■ What you will do
An exact transcription of all the entries below is required.

■ Data records
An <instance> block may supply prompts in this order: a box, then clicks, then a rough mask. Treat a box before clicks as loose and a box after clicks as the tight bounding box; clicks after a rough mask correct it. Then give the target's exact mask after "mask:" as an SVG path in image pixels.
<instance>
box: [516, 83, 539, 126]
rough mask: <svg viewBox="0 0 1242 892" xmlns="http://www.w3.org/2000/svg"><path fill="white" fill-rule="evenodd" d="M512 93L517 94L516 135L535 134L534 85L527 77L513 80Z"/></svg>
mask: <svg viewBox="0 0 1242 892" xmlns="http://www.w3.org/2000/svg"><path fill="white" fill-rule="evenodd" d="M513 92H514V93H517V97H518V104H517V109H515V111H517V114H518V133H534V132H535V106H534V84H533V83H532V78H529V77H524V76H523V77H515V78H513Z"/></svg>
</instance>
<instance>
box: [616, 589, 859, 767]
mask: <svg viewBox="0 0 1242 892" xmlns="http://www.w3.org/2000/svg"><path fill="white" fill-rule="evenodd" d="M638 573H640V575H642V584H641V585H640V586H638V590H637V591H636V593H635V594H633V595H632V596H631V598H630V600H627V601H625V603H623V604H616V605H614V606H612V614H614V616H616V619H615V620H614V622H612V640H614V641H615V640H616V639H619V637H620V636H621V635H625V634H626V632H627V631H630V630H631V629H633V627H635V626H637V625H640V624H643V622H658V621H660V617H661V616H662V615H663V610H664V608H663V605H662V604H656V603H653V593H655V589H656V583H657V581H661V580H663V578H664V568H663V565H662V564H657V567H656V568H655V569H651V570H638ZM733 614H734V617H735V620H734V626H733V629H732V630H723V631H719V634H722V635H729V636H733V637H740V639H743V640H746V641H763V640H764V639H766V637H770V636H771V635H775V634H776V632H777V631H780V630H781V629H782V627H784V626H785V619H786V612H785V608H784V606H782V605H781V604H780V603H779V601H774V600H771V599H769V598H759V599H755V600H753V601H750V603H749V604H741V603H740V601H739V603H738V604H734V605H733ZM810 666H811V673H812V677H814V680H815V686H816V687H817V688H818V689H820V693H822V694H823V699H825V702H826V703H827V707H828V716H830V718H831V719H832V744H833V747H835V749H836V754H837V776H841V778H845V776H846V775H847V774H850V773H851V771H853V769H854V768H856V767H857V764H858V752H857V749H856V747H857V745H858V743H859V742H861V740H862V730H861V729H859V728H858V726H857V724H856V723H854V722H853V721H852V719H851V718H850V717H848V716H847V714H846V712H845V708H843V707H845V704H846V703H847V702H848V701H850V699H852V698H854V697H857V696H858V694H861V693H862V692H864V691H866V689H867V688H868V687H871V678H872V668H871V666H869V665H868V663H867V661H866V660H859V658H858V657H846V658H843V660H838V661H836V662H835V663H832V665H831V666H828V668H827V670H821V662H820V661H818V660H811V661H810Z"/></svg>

■ Completed task
An <instance> block may supply prompts in this order: a box, then clicks, then a rough mask. Treat a box before clicks as loose and a box after clicks as the tight bounding box; clicks after a rough mask correct it. Then give the target's exact mask after "mask:" as an SVG path in image pixels.
<instance>
box: [516, 83, 539, 126]
rough mask: <svg viewBox="0 0 1242 892" xmlns="http://www.w3.org/2000/svg"><path fill="white" fill-rule="evenodd" d="M512 93L517 94L516 135L535 134L534 85L527 77L513 80Z"/></svg>
mask: <svg viewBox="0 0 1242 892" xmlns="http://www.w3.org/2000/svg"><path fill="white" fill-rule="evenodd" d="M513 92H514V93H517V97H518V104H517V109H515V111H517V114H518V133H534V132H535V106H534V84H533V83H532V78H529V77H524V76H523V77H515V78H513Z"/></svg>
</instance>
<instance>
box: [616, 589, 859, 767]
mask: <svg viewBox="0 0 1242 892" xmlns="http://www.w3.org/2000/svg"><path fill="white" fill-rule="evenodd" d="M638 573H640V575H642V584H641V585H640V586H638V590H637V591H636V593H635V594H633V595H632V596H631V598H630V600H627V601H625V603H623V604H616V605H614V606H612V614H614V616H616V619H615V620H614V622H612V640H614V641H615V640H616V639H619V637H620V636H621V635H625V634H626V632H627V631H630V630H631V629H633V627H635V626H637V625H640V624H643V622H658V621H660V617H661V616H662V615H663V610H664V608H663V605H662V604H656V603H653V593H655V589H656V583H657V581H661V580H663V578H664V568H663V565H662V564H657V567H656V568H655V569H651V570H638ZM733 614H734V617H735V620H734V626H733V629H732V630H723V631H719V634H722V635H729V636H733V637H740V639H743V640H746V641H763V640H764V639H766V637H770V636H771V635H775V634H776V632H777V631H780V630H781V629H782V627H784V626H785V619H786V612H785V608H784V606H782V605H781V604H780V603H779V601H774V600H771V599H769V598H759V599H755V600H753V601H750V603H749V604H741V603H740V601H739V603H738V604H734V605H733ZM810 666H811V673H812V677H814V680H815V686H816V687H817V688H818V689H820V693H822V694H823V699H825V702H826V703H827V707H828V716H830V718H831V719H832V744H833V747H835V749H836V754H837V776H841V778H845V776H846V775H847V774H850V773H851V771H853V769H854V768H856V767H857V764H858V752H857V749H856V747H857V745H858V743H859V742H861V740H862V730H861V729H859V728H858V726H857V724H856V723H854V722H853V721H852V719H851V718H850V717H848V716H847V714H846V712H845V708H843V707H845V704H846V703H847V702H848V701H850V699H852V698H854V697H857V696H858V694H861V693H862V692H864V691H866V689H867V688H868V687H871V678H872V668H871V666H869V665H868V663H867V661H866V660H859V658H858V657H846V658H843V660H838V661H836V662H835V663H832V665H831V666H828V668H827V670H821V662H820V661H818V660H811V661H810Z"/></svg>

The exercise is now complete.